═══ Fonte ═══

Tradução: Larriza Thurler (edição de Leticia Nunes)
O presidente do Equador, Rafael Correa, tem uma postura no mínimo
controversa em relação à liberdade de imprensa. Conhecido por processar
veículos e atacar verbalmente a mídia de seu país, na semana passada ele
teve que rebater críticos que o acusavam de hipocrisia por ter
concedido asilo ao fundador do WikiLeaks, Julian Assange. Em entrevista a
Jonathan Watts, do jornal britânico The Guardian [24/8/12],
Correa defendeu sua atitude em relação à liberdade de expressão no
Equador alegando ser necessária para controlar proprietários de jornais e
emissoras de rádio e TV que abusam do poder que têm.
O líder equatoriano chegou a comparar suas ações com as investigações
realizadas nos tabloides da News International no Reino Unido. “Não
vamos tolerar abusos e crimes cometidos diariamente em nome da liberdade
de expressão. Isso é liberdade de extorsão e chantagem”, disparou. “A
imprensa equatoriana (e latino-americana) não é como a europeia ou a
americana, que tem ética profissional. Ela pensa que está acima da lei e
faz extorsão e chantagem. Lamento por boas pessoas, em um nível
internacional, que defendem este tipo de imprensa”.

═══ Dados fornecidos ═══

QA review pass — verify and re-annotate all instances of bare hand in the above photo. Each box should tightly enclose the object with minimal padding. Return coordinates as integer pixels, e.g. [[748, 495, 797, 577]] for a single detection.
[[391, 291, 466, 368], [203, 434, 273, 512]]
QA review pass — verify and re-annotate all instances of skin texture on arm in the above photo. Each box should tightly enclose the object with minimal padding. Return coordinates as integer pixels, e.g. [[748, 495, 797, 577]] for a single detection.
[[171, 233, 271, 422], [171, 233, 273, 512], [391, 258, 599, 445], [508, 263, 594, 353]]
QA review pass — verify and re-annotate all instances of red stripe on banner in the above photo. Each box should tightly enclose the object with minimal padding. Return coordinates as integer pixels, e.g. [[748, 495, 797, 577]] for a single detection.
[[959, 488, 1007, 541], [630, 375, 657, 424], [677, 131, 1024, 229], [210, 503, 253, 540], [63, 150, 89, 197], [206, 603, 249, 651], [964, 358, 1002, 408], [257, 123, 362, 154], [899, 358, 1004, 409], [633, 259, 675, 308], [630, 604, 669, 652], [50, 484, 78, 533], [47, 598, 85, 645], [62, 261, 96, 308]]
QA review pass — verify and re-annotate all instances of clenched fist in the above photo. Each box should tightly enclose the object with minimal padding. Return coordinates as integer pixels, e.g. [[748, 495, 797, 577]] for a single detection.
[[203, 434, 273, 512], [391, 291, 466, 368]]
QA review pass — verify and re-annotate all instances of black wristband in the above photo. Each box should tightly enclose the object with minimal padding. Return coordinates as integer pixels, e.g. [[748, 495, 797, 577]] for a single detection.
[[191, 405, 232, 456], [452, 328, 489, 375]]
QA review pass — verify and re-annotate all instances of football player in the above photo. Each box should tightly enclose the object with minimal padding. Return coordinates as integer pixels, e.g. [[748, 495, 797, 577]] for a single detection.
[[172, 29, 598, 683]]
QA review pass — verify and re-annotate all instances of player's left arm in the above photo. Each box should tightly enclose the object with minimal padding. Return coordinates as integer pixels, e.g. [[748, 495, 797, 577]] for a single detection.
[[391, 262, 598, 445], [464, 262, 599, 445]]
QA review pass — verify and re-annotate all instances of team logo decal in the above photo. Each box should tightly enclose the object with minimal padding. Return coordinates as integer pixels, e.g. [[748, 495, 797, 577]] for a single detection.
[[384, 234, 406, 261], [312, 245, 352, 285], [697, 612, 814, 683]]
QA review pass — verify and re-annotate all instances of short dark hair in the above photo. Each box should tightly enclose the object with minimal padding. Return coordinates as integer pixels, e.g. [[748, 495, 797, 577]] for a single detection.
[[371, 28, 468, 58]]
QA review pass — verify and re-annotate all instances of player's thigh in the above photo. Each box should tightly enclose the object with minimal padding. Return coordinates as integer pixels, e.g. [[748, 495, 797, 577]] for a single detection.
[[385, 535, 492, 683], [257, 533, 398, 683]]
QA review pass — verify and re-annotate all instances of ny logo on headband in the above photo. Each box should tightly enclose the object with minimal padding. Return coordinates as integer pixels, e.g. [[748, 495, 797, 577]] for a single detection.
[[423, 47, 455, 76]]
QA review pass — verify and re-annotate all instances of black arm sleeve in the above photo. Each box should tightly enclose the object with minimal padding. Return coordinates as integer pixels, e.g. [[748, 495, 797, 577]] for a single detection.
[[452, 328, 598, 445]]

═══

◆ Tarefas ◆
A) Responda, com base no texto sobre Rafael Correa:
(i) Quem entrevistou Correa e para qual jornal?
(ii) A quem Correa concedeu asilo?
(iii) Segundo Correa, quais imprensas têm ética profissional?
B) Apresente como lista numerada as linhas dos registros que vão da linha com "QA review pass — verify and re-annotate all instances of ny" até o fim dos registros, sem as linhas em branco.
O texto e os registros não têm relação entre si.

◆ Respostas ◆
A)
(i) Jonathan Watts, do jornal britânico The Guardian.
(ii) A Julian Assange, fundador do WikiLeaks.
(iii) A imprensa europeia e a americana.

B)
1. QA review pass — verify and re-annotate all instances of ny logo on headband in the above photo. Each box should tightly enclose the object with minimal padding. Return coordinates as integer pixels, e.g. [[748, 495, 797, 577]] for a single detection.
2. [[423, 47, 455, 76]]
3. QA review pass — verify and re-annotate all instances of black arm sleeve in the above photo. Each box should tightly enclose the object with minimal padding. Return coordinates as integer pixels, e.g. [[748, 495, 797, 577]] for a single detection.
4. [[452, 328, 598, 445]]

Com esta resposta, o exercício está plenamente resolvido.